Records drawn from a dataset:
--- START ---

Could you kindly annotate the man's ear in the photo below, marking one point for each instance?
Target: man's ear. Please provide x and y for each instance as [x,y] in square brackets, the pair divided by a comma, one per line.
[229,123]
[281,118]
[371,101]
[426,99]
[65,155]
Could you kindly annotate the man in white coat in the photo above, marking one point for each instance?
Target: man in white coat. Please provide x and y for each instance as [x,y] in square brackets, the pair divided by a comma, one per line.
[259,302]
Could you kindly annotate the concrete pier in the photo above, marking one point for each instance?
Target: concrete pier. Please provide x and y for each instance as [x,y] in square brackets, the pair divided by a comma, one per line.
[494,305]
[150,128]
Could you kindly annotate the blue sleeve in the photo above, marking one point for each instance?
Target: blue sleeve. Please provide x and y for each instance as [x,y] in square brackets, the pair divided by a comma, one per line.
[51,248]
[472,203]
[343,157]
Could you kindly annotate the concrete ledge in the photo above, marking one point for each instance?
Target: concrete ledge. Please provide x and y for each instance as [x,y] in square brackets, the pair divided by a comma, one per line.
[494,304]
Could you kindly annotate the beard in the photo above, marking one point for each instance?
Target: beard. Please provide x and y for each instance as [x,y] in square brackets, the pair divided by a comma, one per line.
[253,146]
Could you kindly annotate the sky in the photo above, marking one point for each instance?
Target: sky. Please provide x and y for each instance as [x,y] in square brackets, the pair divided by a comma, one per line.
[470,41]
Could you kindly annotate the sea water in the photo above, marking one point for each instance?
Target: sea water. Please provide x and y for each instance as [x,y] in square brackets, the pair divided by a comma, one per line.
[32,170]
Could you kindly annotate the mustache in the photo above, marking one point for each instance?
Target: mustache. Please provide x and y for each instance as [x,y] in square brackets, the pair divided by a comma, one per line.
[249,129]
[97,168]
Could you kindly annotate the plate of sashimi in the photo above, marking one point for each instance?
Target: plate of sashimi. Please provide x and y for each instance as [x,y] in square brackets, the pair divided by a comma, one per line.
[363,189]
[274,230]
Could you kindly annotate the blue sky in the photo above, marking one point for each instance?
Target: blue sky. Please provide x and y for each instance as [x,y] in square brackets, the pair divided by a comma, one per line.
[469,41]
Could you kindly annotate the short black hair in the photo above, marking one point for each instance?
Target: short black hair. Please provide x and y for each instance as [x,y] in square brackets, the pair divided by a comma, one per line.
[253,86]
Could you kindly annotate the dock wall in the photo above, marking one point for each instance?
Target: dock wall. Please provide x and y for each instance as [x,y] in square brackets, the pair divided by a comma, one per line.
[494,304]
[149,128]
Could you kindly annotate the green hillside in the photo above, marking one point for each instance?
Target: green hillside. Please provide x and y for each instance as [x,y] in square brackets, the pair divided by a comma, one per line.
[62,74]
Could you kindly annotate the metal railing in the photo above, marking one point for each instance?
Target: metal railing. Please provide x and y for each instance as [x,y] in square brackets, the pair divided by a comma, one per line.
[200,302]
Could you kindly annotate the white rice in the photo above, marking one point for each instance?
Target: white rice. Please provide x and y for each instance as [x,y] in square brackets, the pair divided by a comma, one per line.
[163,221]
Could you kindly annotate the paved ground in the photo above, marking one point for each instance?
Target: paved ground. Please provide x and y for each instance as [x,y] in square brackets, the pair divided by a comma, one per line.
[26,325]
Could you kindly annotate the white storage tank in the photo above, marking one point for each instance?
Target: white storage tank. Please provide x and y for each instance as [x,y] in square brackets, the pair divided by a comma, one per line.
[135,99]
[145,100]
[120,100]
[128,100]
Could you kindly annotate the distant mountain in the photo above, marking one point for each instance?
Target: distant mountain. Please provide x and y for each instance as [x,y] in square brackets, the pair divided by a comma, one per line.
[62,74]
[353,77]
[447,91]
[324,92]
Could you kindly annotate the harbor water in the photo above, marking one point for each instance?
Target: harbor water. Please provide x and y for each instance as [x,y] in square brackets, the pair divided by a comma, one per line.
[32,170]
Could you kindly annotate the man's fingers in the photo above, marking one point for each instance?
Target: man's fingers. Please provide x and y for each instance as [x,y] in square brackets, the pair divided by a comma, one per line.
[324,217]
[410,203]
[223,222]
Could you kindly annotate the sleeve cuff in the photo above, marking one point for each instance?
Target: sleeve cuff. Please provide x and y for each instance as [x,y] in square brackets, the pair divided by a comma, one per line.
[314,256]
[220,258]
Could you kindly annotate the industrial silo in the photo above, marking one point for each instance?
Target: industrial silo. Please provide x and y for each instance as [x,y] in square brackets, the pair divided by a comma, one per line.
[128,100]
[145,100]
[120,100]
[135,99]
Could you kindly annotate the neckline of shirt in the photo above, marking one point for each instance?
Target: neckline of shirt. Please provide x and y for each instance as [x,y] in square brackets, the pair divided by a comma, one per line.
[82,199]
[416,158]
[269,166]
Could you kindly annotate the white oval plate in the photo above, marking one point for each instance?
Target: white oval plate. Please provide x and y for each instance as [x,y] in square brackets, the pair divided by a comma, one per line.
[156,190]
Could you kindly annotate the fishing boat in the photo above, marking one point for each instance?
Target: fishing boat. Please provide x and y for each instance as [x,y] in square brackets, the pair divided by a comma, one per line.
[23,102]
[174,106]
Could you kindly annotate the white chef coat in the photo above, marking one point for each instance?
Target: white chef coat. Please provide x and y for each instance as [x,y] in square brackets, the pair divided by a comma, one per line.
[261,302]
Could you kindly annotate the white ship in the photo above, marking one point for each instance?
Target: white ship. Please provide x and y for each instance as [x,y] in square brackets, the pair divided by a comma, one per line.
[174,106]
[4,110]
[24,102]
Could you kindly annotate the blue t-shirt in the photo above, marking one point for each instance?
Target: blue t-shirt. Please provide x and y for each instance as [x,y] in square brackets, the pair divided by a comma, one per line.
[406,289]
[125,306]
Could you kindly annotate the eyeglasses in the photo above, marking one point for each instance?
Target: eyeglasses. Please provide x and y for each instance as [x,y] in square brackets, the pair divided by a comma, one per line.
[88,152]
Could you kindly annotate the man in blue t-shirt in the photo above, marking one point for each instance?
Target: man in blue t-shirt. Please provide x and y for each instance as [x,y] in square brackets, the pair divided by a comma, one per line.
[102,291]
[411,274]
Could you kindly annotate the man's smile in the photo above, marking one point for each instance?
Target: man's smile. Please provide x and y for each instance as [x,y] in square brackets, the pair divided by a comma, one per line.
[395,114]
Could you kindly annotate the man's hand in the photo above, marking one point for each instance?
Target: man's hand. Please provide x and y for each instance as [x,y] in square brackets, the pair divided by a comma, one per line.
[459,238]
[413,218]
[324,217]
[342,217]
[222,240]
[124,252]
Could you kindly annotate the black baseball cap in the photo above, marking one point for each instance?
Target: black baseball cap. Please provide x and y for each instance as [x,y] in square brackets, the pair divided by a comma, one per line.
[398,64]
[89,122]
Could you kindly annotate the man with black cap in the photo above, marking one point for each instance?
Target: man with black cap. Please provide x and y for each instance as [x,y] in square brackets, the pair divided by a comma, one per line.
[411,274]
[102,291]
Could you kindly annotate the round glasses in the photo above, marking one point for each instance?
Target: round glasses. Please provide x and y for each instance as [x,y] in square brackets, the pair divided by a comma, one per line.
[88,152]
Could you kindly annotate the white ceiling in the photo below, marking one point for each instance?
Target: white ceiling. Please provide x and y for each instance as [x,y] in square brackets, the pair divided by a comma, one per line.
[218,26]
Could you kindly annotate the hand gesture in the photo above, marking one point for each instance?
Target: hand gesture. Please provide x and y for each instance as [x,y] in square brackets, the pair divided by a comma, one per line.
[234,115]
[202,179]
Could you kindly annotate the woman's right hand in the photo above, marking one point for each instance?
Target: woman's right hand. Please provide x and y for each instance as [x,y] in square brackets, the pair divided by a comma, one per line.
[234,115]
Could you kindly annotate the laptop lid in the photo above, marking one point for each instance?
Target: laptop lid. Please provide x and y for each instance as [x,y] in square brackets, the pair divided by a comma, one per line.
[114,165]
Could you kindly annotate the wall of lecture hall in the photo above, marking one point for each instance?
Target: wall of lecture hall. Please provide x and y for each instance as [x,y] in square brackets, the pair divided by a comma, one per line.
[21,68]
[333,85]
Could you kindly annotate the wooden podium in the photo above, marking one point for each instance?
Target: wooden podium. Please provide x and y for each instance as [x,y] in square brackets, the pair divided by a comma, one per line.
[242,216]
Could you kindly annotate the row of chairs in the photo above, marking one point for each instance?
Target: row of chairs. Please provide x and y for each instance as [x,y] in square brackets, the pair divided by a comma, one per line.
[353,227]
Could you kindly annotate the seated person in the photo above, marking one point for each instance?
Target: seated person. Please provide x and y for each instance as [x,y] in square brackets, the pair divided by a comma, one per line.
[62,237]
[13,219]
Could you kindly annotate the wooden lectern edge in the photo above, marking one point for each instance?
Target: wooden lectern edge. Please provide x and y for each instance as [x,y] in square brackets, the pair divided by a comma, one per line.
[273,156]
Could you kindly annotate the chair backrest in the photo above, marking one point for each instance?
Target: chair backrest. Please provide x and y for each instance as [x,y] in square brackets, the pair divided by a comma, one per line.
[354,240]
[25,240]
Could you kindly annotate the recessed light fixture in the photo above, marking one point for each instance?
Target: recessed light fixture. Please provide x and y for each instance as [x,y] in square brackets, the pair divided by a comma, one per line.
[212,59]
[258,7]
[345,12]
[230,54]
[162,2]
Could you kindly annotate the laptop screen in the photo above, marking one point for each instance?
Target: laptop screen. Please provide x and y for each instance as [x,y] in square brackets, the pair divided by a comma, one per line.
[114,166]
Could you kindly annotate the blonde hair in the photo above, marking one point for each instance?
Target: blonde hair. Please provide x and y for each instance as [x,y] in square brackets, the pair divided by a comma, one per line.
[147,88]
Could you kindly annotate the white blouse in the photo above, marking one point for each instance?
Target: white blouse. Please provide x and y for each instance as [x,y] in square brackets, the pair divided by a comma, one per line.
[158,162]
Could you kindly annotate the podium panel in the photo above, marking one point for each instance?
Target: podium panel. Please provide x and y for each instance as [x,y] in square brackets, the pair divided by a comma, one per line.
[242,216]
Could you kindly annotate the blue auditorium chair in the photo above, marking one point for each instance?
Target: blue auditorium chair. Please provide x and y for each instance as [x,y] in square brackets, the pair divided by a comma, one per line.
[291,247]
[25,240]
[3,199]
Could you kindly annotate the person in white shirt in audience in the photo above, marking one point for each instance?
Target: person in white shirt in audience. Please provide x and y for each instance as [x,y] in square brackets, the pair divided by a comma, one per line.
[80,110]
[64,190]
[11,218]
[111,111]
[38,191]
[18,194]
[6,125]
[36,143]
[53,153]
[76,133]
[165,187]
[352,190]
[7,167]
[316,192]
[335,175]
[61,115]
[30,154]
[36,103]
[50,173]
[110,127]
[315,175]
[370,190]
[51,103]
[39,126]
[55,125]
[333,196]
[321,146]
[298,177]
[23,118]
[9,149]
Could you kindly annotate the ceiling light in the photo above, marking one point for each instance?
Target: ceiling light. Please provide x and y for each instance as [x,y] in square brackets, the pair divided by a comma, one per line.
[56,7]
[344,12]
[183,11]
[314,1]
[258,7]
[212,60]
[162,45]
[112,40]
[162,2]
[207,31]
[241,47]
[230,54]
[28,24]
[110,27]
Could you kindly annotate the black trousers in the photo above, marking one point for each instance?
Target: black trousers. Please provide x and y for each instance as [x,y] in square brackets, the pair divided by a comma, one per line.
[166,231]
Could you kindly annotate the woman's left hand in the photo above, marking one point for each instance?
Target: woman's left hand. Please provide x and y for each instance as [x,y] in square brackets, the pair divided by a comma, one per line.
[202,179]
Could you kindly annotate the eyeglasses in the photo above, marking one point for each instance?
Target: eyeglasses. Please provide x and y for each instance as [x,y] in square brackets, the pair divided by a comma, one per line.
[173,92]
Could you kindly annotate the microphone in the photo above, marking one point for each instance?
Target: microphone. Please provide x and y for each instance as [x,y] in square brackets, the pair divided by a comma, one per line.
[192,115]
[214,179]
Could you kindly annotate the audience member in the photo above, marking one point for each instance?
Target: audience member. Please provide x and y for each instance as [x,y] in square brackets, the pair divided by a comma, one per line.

--- END ---

PROBLEM TO WORK ON — Among the records above, repeat exactly the line with "Could you kindly annotate the man in blue", the line with "Could you kindly annotate the man with", and every line in between, and only those.

THE ANSWER —
Could you kindly annotate the man in blue t-shirt in the photo above, marking one point for each instance?
Target: man in blue t-shirt. Please provide x and y for each instance as [x,y] in square brackets, the pair divided by a comma, one per line.
[102,291]
[411,274]
Could you kindly annotate the man's smile in the photo above, marking one point for each instance?
Target: man's smile. Please provide x and y for each instance as [x,y] in square brackets, the pair divided by a comma, one per line.
[395,114]
Could you kindly annotate the man's hand in the photo above, marking one point for each instance?
Target: man's hand. Please provide x and y for each instance as [x,y] in square brackets, the pair divided by a comma, one per line.
[459,238]
[413,218]
[324,217]
[342,217]
[222,240]
[124,252]
Could you kindly annotate the black baseball cap in the photo above, marking one point for each instance?
Target: black baseball cap. Please provide x and y for each instance as [x,y] in square brackets, the pair divided by a comma, one per line.
[398,64]
[89,122]
Could you kindly annotate the man with black cap in the photo above, marking one point for each instance?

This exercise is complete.